### [What is being asked]
Reproduce the lines below word for word, starting with the line that contains "of the upholstered" and ending with the line that contains "(1015, 373)", including both of those lines.

>>>>

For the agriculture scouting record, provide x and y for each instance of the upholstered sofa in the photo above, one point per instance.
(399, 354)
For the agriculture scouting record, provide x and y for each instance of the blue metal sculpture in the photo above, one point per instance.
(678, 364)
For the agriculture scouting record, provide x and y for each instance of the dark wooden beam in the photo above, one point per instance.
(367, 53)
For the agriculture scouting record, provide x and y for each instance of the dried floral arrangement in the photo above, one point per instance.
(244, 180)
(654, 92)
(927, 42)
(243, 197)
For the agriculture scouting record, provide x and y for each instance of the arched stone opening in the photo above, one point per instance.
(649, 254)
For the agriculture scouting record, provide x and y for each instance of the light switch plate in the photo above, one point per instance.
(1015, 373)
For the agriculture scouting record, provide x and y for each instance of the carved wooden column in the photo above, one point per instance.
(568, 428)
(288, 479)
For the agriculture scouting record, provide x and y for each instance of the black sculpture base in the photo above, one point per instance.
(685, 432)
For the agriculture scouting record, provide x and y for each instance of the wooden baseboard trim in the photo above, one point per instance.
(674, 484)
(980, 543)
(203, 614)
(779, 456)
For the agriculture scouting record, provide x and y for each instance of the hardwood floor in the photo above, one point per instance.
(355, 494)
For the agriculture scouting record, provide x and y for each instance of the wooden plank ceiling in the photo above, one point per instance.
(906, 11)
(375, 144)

<<<<
>>>>

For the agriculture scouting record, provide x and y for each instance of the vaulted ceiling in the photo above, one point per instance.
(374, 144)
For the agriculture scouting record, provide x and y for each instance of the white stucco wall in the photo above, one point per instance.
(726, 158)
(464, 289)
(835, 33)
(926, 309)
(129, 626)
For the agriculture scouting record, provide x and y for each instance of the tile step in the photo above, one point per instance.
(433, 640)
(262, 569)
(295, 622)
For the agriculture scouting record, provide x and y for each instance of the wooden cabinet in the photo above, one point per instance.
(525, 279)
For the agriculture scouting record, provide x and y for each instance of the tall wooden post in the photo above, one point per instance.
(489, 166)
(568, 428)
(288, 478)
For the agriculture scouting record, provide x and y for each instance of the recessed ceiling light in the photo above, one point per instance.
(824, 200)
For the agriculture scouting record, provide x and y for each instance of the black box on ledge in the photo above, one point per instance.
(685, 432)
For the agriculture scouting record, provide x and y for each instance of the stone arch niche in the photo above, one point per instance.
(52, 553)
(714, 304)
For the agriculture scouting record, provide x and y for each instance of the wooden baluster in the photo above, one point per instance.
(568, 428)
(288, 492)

<<<<

### [Task output]
For the agriculture scouting record, provide x and y for each instance of the upholstered sofa in the photo above, one point per instance.
(399, 354)
For the agriculture scouting record, provide x and y for each instance of the blue metal sculpture in the photo above, one point per instance.
(678, 364)
For the agriculture scouting record, provide x and y for each instance of the dark wooden beam in the photo above, one point per instance.
(367, 53)
For the agriculture scouting record, provide x and y for each instance of the dried floral arrangement in the photo above, one point per instance.
(244, 180)
(654, 92)
(927, 42)
(243, 197)
For the agriculture scouting record, provide x and y for each instance of the arched stone opening in the photo above, one point per instance.
(649, 254)
For the agriculture scouting record, provide x and y for each instance of the light switch plate in the photo above, one point per instance.
(1015, 373)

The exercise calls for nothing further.